# À VOUS
Renvoie mot pour mot le passage du texte de la page situé entre « Auckland, 9 nov » et « mercredi à l’AFP. », bornes incluses.

# TEXTE DE LA PAGE

--------------------

Auckland, 9 nov 2022 (AFP) – Kévin Rouet, le sélectionneur français du Canada, explique avoir pris « le meilleur » de l’Angleterre et de la France pour former ses joueuses, seules amatrices du dernier carré et qui affronteront samedi les Bleues pour la médaille de bronze du Mondial, dans un entretien mercredi à l’AFP.
Q: Même si vous avez toujours baigné dans le rugby, vous êtes ingénieur de formation: comment vous êtes-vous retrouvé à la tête du XV canadien?

--------------------

# LES DONNÉES
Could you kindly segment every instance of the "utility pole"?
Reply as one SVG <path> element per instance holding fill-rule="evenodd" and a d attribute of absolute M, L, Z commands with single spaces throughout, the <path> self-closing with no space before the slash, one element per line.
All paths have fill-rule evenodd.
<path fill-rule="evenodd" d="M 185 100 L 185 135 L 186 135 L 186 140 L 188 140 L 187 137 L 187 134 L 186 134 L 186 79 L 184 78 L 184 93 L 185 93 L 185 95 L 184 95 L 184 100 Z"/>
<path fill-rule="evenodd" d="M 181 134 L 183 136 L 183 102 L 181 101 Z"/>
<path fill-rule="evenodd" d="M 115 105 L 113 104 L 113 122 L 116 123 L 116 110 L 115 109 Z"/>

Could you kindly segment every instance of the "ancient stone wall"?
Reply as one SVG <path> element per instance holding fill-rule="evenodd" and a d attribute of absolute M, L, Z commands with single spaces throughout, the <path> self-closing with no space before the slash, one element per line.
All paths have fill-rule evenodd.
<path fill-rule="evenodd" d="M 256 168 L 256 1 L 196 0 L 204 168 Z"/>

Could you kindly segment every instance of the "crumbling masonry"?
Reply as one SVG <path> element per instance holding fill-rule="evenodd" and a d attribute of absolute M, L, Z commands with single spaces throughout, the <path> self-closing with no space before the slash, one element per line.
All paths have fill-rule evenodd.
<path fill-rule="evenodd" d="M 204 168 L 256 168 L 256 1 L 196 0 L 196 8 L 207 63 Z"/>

--------------------

# RÉPONSE ATTENDUE
Auckland, 9 nov 2022 (AFP) – Kévin Rouet, le sélectionneur français du Canada, explique avoir pris « le meilleur » de l’Angleterre et de la France pour former ses joueuses, seules amatrices du dernier carré et qui affronteront samedi les Bleues pour la médaille de bronze du Mondial, dans un entretien mercredi à l’AFP.